**** INPUT FOR THIS TASK

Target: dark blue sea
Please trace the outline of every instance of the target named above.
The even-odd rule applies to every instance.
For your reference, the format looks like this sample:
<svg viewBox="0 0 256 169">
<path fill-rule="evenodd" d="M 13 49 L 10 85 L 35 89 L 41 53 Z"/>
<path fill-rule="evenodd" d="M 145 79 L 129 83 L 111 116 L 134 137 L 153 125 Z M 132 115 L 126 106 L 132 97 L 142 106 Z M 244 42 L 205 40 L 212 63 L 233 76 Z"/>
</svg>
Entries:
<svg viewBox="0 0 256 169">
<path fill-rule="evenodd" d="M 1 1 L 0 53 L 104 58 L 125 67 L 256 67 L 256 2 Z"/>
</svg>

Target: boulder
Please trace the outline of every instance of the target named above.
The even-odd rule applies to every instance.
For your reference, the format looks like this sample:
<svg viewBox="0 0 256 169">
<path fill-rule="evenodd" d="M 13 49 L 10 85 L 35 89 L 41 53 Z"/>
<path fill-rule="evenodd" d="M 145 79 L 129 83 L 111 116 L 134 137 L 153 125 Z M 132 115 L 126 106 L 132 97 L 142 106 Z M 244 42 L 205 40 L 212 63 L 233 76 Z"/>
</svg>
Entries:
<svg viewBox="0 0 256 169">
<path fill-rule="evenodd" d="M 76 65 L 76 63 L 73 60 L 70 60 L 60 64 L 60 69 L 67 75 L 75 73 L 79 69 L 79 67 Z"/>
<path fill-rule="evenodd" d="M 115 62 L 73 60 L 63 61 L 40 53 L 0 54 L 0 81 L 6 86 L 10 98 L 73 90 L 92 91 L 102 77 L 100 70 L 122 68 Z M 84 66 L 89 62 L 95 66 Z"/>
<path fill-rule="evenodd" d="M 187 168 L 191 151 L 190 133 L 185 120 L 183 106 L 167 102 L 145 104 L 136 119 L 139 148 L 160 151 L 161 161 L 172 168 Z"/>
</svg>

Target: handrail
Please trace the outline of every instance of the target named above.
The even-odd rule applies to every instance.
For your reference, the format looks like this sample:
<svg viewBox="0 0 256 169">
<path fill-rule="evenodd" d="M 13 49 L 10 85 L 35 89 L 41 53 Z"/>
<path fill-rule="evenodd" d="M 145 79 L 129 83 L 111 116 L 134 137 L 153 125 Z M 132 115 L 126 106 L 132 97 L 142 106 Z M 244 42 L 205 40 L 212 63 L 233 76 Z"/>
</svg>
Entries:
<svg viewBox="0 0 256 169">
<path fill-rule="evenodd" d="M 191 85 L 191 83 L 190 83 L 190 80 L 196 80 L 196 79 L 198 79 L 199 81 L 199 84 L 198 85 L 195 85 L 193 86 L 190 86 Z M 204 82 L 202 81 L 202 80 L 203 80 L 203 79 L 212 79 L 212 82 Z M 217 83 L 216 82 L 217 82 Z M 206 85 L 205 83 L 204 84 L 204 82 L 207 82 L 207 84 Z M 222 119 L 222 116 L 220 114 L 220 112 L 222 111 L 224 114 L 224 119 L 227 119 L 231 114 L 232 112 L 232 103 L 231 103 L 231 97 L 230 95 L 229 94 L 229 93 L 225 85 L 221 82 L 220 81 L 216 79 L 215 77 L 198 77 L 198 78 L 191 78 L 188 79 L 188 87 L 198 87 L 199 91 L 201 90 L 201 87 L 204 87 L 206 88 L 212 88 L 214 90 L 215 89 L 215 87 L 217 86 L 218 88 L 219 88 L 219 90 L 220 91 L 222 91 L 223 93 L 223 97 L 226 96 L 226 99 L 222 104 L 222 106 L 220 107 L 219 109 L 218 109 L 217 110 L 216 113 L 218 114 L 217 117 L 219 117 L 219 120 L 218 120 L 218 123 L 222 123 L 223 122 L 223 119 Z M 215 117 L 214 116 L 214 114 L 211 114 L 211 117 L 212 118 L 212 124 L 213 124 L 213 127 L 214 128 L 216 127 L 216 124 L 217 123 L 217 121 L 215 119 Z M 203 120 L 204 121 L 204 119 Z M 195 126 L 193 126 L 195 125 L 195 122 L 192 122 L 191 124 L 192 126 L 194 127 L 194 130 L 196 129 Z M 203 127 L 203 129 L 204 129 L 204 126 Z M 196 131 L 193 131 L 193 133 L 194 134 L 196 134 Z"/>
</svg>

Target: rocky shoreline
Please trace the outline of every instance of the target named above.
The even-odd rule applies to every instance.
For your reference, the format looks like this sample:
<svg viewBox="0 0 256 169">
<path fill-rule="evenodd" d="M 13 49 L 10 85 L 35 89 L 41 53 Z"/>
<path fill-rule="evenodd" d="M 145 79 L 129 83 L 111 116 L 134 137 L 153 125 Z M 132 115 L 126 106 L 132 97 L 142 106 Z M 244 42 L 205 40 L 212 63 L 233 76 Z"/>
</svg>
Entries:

********
**** INPUT FOR THIS TASK

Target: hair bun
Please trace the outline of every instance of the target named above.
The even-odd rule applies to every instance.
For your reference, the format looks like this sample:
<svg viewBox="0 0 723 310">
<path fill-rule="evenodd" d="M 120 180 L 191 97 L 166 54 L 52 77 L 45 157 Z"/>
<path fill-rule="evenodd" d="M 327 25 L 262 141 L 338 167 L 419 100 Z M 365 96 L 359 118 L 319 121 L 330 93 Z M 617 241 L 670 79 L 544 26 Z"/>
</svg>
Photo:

********

→ WHAT IS EXPECTED: Lay out the lines from the one containing "Target: hair bun" through the one containing "120 180 L 191", inclusive, as a JSON list of strings with one string per line and blank lines omitted.

→ RESULT OF THIS EXERCISE:
[
  "Target: hair bun",
  "Please trace the outline of every instance of the target named above.",
  "The even-odd rule applies to every instance.",
  "For your reference, the format looks like this sample:",
  "<svg viewBox=\"0 0 723 310\">",
  "<path fill-rule=\"evenodd\" d=\"M 120 180 L 191 97 L 166 54 L 52 77 L 45 157 Z\"/>"
]